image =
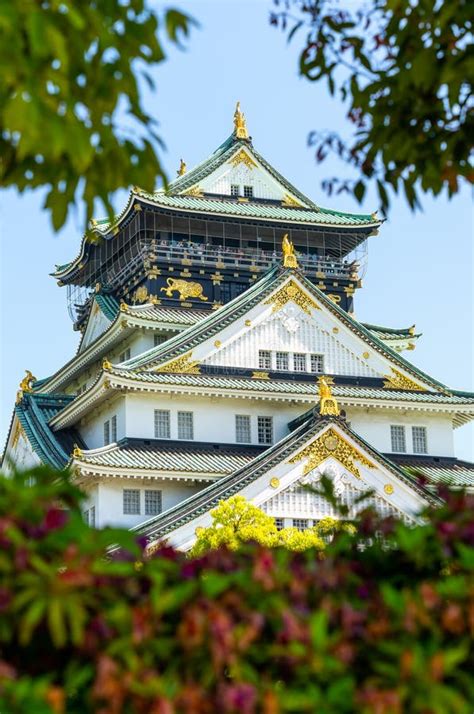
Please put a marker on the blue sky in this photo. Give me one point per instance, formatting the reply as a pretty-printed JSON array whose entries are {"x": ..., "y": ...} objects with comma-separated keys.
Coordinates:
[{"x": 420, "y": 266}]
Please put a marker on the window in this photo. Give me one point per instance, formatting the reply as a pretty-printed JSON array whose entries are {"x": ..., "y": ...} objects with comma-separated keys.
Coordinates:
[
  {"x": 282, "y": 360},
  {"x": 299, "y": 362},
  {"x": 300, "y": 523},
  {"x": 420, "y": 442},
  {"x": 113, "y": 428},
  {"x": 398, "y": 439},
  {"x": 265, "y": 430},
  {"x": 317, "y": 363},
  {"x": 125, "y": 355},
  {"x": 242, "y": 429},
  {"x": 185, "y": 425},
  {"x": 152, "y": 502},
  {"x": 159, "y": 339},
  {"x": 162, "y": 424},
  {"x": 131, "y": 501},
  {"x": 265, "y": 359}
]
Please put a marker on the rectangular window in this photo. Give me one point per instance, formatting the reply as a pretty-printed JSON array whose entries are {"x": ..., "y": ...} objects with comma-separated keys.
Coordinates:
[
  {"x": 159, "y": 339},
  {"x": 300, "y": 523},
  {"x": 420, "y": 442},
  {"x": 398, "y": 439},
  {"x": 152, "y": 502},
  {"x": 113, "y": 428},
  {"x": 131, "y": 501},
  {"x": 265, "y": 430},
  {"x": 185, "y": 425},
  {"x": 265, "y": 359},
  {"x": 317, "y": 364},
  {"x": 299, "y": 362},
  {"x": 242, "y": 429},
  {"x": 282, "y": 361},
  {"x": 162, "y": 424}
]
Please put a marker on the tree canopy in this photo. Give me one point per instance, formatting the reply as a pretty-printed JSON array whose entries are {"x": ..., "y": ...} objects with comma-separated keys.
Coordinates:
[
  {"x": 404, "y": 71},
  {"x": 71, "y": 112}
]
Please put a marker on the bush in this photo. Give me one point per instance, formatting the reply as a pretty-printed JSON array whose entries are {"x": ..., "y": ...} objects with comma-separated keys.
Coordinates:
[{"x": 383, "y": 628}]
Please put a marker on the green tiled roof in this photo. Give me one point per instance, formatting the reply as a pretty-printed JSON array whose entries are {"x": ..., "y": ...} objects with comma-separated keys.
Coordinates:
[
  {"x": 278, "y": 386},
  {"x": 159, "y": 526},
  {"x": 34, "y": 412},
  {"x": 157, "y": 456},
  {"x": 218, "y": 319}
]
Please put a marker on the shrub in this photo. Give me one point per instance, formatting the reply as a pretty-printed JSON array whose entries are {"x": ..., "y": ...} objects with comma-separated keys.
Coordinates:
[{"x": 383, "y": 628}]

--

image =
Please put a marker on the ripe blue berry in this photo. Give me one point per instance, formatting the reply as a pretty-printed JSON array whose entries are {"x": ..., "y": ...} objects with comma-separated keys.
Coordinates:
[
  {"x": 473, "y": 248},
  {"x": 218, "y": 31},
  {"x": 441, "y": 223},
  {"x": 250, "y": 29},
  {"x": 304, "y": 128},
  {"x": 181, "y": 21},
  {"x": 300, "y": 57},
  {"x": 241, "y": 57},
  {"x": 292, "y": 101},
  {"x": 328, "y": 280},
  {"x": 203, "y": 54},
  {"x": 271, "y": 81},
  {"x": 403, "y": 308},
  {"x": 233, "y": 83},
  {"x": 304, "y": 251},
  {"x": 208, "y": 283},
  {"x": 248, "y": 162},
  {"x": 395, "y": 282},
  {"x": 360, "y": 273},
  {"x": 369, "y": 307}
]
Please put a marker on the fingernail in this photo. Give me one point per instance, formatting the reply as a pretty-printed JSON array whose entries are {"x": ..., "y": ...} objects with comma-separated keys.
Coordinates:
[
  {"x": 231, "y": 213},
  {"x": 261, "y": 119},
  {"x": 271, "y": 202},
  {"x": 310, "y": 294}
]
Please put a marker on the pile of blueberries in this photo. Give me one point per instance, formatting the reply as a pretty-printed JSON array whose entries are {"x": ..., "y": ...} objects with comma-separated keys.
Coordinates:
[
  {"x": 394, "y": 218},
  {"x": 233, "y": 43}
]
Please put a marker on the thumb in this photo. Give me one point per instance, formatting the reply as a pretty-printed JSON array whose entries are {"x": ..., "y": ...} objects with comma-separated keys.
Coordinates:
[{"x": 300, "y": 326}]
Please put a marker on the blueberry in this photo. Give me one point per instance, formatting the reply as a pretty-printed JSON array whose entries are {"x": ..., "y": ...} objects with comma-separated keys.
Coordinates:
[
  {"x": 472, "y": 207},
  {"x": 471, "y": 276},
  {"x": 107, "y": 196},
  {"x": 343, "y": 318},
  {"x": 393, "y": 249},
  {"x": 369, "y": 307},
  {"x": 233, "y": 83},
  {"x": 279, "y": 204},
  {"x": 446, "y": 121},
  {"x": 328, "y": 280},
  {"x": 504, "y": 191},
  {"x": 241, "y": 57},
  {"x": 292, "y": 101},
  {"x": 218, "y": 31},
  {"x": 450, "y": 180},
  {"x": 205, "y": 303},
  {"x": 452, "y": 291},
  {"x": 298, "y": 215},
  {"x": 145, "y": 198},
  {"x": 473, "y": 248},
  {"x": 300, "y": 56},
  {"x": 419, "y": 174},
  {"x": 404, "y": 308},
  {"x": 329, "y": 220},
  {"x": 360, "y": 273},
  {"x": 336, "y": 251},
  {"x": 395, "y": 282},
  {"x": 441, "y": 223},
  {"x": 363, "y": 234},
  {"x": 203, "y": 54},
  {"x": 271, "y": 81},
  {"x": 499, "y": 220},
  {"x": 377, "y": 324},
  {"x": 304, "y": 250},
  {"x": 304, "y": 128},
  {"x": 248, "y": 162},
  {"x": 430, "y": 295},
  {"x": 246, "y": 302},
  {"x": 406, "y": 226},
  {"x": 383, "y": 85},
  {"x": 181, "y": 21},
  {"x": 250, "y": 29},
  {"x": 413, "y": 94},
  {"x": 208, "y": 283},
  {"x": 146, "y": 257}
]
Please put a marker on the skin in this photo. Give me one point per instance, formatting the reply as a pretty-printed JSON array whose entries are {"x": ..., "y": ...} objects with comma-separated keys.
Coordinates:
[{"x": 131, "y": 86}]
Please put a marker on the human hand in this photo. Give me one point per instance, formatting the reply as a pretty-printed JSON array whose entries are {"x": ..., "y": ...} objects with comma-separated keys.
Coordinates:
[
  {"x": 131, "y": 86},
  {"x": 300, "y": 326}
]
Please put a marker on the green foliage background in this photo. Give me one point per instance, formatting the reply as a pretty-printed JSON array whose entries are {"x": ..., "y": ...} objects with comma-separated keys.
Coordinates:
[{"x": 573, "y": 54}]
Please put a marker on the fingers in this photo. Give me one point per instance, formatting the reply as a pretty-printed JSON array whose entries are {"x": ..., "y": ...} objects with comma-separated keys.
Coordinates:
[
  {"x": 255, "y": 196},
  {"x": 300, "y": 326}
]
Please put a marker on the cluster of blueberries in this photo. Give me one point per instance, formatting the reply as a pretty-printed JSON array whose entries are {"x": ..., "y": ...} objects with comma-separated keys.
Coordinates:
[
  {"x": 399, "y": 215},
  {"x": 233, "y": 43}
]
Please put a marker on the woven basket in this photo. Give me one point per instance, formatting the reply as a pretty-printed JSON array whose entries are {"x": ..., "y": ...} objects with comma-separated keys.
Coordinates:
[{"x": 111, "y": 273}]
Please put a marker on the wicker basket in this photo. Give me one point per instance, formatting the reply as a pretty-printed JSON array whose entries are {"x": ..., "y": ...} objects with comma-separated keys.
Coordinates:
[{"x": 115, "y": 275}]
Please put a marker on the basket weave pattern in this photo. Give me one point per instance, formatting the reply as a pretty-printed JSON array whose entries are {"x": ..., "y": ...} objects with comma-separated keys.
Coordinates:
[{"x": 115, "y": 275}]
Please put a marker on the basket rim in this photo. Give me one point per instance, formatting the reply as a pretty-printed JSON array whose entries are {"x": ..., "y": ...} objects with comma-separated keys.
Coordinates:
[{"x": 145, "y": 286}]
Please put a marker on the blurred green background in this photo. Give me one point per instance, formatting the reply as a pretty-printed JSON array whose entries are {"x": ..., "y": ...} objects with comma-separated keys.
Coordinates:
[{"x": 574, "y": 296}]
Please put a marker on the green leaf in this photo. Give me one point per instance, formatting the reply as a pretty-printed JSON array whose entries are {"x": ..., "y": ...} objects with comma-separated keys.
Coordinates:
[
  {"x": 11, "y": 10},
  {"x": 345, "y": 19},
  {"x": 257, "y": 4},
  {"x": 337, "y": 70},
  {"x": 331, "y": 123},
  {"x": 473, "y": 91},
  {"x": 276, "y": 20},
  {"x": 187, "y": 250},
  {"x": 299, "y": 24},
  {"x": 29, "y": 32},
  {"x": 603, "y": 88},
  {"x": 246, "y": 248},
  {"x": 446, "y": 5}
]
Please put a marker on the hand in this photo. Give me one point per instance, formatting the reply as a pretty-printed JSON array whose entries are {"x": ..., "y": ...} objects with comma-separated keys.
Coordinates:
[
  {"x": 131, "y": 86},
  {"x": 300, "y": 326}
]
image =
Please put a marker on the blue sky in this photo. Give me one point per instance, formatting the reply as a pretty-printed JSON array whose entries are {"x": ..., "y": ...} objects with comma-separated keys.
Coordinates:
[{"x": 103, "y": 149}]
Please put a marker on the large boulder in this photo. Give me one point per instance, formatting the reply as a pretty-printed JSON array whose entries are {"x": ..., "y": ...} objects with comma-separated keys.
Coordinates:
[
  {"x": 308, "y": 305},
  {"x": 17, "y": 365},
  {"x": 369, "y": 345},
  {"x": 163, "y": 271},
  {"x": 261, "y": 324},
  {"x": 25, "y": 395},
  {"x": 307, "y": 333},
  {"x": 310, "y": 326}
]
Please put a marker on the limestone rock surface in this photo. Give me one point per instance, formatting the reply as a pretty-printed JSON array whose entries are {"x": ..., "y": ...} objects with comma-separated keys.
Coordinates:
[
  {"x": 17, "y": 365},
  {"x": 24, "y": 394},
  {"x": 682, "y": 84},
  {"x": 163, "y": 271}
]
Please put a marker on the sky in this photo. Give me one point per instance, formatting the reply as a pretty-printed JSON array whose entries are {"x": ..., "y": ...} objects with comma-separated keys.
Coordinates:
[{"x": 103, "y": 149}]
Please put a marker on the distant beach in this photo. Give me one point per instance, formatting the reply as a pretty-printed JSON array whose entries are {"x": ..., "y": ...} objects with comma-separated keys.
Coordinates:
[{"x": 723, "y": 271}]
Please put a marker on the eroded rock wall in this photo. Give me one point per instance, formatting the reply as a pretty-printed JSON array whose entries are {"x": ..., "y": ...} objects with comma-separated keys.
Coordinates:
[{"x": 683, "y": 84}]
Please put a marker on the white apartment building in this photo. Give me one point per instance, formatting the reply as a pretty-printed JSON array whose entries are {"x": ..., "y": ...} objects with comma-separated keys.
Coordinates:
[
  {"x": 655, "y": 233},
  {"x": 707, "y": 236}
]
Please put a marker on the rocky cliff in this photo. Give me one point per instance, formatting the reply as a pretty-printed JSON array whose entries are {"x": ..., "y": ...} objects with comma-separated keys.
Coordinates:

--

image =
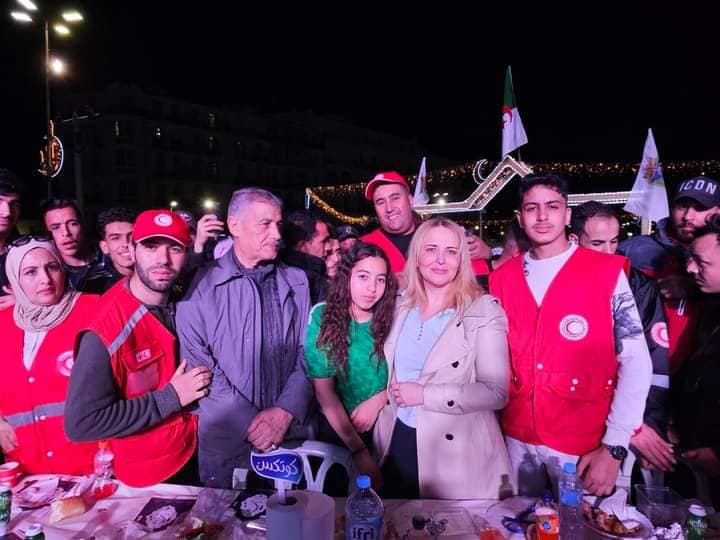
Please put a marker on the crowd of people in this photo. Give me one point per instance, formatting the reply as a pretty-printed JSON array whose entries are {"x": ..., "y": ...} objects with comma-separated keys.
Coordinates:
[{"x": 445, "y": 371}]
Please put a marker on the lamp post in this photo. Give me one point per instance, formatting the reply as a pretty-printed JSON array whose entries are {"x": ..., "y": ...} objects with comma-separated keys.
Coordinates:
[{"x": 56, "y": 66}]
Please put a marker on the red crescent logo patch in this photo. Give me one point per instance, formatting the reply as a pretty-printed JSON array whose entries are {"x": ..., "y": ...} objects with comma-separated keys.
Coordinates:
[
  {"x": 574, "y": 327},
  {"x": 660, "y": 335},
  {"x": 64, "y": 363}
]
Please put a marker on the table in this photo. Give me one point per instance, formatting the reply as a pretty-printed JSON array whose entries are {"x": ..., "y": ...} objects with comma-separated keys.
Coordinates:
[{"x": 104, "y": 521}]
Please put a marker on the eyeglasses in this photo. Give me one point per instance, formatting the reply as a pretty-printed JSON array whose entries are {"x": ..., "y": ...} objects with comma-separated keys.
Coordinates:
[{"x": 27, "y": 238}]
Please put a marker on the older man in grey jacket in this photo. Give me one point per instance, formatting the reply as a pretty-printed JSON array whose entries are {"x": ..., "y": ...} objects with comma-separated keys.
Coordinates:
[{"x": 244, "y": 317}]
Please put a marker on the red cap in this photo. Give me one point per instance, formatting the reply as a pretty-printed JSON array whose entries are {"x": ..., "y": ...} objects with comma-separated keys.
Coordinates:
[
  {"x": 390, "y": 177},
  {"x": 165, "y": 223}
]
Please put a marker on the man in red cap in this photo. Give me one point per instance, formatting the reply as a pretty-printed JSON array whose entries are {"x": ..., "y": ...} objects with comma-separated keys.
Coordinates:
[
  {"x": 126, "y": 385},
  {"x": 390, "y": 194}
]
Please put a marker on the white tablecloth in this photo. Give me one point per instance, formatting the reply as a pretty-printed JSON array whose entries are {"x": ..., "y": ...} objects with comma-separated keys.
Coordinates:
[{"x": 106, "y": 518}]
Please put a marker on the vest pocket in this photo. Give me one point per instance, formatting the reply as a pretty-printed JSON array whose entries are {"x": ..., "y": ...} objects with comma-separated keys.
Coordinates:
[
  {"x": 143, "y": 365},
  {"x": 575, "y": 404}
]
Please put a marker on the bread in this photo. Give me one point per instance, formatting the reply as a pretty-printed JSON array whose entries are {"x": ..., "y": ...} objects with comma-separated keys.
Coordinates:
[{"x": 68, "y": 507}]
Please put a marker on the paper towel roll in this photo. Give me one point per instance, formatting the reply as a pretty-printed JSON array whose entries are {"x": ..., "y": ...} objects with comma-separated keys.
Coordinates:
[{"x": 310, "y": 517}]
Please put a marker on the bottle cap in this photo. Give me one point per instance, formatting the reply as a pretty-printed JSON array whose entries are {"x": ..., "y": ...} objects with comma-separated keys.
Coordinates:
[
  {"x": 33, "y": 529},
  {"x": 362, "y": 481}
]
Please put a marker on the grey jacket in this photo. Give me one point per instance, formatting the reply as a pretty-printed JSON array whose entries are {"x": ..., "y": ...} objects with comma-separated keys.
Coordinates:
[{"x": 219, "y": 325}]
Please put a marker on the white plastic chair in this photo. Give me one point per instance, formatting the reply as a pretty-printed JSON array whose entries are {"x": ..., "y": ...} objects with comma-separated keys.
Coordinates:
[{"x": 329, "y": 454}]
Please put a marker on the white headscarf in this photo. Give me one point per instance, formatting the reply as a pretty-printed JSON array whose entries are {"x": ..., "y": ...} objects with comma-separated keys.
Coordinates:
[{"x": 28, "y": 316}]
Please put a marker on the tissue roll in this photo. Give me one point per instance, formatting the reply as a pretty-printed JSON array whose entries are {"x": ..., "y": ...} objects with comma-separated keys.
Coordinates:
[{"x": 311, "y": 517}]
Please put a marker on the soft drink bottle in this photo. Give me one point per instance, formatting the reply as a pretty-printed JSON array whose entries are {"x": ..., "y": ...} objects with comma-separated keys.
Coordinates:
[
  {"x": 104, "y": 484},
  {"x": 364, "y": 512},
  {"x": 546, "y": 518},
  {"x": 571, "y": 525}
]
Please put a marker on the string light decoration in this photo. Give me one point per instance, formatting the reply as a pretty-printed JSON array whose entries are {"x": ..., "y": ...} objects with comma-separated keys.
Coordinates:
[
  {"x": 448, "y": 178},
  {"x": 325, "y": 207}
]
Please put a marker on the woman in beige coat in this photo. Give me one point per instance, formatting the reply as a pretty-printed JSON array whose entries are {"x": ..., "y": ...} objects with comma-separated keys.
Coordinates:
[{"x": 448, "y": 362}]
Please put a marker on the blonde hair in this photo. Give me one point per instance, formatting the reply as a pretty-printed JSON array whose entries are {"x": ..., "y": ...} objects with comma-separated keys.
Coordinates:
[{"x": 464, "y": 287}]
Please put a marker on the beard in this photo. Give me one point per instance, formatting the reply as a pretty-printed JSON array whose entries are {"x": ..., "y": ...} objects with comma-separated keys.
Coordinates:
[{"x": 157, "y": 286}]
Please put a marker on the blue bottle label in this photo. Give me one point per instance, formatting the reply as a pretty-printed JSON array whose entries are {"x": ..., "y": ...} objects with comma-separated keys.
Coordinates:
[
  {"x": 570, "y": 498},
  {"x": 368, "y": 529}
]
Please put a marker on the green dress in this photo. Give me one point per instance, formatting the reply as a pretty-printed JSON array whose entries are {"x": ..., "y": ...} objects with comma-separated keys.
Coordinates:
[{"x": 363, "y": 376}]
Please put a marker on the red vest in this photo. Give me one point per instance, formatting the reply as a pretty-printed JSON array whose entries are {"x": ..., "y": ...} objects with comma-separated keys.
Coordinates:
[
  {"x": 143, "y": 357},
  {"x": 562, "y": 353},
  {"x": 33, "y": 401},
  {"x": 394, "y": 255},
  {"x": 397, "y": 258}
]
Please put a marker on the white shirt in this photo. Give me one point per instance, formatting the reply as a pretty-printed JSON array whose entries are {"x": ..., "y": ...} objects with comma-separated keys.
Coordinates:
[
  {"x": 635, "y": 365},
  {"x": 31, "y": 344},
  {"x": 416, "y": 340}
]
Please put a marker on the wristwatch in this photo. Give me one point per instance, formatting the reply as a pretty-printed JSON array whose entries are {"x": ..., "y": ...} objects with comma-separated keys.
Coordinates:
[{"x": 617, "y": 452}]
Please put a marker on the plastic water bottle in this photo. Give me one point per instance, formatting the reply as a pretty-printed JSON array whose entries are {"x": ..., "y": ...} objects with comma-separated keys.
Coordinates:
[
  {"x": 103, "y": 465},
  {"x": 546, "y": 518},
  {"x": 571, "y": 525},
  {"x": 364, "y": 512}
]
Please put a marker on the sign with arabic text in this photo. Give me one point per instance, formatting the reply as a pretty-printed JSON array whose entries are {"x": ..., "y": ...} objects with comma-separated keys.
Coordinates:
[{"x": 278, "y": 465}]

**Description of the task**
Show every line of the records above that contains the word "plastic".

**Correct result**
Please put a marker on the white plastic chair in this photo. Give me one point per instance, formatting the reply as a pretty-printed JSON array whose entries are {"x": ..., "y": ...} objects with comma-separated keys.
Please put a marker on the plastic water bottle in this photo. Give me one point per instance, formatting the reply as a pretty-printed JSON array whose entries are {"x": ..., "y": ...} objects with comma-separated keys.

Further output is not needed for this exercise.